Exercise brief: Using the entries below, return word for word the lines from the one containing "Would you mind pointing out the snowy" up to and including the last.

Record set:

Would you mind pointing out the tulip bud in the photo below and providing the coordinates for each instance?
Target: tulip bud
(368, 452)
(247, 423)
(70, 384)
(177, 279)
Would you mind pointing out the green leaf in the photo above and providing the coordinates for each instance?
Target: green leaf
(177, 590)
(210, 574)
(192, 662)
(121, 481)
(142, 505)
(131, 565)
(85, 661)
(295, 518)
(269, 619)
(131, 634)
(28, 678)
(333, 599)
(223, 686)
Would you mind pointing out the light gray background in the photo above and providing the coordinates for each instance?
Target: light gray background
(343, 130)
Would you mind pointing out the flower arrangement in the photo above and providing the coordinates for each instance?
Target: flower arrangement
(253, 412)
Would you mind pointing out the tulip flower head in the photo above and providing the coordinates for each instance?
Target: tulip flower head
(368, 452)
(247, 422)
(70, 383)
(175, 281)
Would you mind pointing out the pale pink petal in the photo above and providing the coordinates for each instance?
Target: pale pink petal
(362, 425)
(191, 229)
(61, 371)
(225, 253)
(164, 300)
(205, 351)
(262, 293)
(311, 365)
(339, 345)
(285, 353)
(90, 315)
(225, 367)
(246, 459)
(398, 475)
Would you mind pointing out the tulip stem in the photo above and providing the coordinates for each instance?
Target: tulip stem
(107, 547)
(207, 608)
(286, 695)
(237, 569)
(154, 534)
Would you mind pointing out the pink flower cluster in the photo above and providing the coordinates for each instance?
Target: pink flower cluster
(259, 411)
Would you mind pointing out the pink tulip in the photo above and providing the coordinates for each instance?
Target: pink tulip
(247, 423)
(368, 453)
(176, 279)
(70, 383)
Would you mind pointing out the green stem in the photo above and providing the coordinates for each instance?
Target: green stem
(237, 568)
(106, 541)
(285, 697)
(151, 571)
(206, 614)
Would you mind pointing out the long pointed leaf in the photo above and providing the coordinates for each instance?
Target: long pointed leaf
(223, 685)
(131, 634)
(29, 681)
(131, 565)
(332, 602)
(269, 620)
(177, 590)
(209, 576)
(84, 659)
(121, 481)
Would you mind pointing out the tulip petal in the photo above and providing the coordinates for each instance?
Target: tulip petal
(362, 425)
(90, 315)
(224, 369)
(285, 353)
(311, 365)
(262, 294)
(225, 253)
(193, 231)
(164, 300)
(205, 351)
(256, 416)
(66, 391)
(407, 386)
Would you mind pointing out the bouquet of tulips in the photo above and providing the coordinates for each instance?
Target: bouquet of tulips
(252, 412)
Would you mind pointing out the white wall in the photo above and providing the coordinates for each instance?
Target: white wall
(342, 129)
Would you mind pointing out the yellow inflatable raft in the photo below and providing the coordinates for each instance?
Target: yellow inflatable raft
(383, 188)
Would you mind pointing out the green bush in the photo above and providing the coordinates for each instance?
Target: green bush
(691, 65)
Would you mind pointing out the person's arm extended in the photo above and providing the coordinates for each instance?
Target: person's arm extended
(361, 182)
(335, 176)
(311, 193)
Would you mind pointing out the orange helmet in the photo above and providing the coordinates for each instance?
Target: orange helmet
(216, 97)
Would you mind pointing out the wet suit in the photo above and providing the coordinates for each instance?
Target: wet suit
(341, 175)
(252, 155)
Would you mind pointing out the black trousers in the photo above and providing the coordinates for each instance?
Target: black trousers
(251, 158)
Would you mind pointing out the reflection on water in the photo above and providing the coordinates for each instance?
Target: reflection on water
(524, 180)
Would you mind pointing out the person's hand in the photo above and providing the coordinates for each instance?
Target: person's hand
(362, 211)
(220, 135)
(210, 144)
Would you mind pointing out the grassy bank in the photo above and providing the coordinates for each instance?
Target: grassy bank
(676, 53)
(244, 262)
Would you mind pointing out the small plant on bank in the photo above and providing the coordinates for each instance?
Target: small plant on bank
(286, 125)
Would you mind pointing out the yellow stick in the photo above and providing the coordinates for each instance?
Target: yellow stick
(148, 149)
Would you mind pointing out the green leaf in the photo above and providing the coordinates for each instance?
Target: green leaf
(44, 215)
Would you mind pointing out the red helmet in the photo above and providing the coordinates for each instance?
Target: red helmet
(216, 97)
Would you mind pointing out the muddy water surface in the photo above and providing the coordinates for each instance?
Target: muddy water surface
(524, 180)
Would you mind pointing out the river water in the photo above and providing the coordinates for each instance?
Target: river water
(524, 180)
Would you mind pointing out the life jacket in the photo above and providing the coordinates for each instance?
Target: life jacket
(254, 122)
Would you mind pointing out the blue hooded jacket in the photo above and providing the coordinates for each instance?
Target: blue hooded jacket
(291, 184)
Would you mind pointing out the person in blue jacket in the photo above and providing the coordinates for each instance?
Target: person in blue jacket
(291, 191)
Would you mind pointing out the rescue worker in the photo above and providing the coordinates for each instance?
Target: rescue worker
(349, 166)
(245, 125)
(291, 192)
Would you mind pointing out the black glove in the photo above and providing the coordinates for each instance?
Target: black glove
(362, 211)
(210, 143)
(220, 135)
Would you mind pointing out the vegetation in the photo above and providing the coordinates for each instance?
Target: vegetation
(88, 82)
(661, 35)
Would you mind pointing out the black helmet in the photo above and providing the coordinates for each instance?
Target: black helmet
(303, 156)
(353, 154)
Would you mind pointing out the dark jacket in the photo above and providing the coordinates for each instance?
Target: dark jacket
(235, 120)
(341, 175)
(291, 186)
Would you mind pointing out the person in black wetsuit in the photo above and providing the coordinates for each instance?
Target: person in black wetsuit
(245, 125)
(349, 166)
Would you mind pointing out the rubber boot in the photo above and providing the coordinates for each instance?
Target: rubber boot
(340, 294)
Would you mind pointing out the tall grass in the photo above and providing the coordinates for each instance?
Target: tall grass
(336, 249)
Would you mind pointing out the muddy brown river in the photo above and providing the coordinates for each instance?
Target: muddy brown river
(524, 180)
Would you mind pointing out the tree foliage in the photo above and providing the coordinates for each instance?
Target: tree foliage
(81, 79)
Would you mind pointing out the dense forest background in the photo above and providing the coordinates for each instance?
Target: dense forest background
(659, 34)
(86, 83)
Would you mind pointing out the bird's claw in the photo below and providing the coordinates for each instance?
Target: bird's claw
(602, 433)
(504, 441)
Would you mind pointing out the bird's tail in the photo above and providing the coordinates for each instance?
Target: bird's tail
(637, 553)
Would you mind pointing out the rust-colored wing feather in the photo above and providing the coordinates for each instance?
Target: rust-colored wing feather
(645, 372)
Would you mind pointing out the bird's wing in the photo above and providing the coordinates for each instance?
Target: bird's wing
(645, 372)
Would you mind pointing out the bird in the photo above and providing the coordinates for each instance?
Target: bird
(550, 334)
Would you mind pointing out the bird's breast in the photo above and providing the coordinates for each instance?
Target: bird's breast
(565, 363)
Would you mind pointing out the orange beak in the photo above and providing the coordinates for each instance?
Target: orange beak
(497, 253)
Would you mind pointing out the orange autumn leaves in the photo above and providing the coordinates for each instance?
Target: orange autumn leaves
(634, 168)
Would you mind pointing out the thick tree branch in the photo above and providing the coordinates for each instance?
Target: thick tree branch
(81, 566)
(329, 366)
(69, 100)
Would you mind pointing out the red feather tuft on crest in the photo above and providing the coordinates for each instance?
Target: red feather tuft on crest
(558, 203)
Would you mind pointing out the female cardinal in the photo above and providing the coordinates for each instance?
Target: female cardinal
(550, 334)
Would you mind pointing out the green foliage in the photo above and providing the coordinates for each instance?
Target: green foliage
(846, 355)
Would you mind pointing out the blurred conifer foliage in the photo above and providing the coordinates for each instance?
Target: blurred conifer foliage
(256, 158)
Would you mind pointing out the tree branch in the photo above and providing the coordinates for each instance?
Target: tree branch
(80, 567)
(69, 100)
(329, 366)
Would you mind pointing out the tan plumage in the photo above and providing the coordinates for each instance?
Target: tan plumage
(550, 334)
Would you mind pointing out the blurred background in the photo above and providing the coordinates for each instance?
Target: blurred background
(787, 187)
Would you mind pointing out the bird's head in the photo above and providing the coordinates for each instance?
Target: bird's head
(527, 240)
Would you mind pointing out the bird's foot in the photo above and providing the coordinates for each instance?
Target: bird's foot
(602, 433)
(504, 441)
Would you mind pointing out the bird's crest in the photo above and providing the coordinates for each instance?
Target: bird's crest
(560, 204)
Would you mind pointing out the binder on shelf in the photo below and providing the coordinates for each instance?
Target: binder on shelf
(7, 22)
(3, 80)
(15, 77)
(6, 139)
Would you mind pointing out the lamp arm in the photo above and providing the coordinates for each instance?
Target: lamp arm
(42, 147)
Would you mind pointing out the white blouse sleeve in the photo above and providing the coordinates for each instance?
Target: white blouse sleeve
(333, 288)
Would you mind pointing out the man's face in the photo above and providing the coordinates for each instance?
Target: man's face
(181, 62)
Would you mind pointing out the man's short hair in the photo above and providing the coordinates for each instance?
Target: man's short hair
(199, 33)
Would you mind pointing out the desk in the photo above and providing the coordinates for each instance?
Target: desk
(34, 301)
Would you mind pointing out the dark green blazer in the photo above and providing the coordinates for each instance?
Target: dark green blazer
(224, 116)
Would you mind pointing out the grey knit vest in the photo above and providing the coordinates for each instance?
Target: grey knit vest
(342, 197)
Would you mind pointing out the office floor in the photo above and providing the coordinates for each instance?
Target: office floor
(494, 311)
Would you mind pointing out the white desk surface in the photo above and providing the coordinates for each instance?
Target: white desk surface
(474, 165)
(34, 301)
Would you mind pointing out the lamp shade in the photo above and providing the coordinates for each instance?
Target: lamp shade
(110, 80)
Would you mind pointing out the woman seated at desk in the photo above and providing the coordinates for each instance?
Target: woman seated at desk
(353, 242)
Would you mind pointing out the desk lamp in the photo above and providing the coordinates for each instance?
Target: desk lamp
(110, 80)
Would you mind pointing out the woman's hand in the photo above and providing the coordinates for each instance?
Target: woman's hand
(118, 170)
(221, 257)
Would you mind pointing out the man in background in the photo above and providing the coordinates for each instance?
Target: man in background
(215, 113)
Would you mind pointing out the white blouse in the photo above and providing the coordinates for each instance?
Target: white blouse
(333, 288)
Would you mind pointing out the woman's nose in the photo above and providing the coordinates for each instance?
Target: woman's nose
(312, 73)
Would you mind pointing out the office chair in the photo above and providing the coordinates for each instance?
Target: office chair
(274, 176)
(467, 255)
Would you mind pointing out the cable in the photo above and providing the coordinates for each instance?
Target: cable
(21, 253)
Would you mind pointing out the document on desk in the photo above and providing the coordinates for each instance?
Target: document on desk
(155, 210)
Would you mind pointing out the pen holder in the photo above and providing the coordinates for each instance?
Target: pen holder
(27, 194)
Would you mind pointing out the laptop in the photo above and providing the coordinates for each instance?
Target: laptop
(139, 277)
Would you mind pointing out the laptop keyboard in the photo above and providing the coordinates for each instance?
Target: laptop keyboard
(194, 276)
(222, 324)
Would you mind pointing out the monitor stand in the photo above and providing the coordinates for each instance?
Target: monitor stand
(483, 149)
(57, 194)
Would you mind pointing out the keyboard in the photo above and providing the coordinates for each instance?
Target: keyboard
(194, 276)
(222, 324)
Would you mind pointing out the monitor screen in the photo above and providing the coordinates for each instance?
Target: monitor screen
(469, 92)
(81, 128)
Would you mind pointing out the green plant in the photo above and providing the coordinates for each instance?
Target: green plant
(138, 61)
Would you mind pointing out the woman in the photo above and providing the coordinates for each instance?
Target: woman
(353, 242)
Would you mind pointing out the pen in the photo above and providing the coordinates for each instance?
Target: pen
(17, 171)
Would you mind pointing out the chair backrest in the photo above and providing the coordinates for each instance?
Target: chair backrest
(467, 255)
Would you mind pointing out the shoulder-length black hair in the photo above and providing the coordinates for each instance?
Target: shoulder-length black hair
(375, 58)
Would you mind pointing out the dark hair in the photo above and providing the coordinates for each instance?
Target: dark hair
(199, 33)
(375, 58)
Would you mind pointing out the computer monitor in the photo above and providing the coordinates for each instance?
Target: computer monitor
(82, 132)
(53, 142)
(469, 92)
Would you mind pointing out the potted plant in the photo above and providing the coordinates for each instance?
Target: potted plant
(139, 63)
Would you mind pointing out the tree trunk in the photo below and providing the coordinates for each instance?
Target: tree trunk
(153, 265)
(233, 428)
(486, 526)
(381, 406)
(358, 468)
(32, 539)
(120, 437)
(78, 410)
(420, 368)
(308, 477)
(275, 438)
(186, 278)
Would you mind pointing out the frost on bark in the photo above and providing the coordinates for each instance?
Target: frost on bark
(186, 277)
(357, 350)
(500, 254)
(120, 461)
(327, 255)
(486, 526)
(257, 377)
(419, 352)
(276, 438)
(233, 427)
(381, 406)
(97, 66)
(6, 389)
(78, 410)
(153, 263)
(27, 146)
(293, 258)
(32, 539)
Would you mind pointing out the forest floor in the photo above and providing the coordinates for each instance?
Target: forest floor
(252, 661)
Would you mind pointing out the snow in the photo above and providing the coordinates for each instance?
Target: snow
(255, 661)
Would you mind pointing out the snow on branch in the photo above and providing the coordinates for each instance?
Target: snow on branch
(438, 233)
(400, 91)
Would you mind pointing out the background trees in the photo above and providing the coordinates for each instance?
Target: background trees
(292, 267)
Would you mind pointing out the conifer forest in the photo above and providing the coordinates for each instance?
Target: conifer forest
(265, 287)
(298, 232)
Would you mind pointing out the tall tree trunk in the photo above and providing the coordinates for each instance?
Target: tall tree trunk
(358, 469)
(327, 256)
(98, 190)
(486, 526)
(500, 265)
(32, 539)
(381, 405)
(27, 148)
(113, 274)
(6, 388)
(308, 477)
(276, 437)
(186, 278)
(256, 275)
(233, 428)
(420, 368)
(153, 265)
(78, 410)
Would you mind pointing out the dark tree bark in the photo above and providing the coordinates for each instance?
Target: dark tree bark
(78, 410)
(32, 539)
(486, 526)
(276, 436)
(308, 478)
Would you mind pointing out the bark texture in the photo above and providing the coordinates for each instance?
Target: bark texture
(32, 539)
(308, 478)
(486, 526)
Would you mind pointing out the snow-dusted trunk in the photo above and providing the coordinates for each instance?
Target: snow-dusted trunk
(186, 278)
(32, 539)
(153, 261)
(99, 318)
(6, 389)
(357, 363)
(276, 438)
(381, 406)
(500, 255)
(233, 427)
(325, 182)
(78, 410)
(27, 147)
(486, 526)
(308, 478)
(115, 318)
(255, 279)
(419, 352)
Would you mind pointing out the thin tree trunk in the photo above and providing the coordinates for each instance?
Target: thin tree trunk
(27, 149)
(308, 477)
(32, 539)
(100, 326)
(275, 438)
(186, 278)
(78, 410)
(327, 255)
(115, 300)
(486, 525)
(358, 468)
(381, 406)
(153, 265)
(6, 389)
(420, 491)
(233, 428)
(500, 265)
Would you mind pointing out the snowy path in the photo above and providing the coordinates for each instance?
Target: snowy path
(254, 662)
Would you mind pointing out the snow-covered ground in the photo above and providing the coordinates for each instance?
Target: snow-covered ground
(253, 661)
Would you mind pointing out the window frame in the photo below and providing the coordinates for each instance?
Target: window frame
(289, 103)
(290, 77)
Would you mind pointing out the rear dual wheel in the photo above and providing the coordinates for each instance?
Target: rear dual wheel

Result for this exercise:
Would you mind pointing out the snowy path in the photo above and providing the coordinates for each instance?
Target: snowy path
(254, 662)
Would you mind pointing out the snow-covered ground in the photo above and providing the coordinates for each instance?
Target: snow-covered ground
(253, 661)
Would you mind pointing out the window frame in the photo below and providing the coordinates for each instance?
Target: window frame
(289, 103)
(290, 77)
Would you mind pointing out the rear dual wheel in the photo above and providing the coordinates for each instance?
Target: rear dual wheel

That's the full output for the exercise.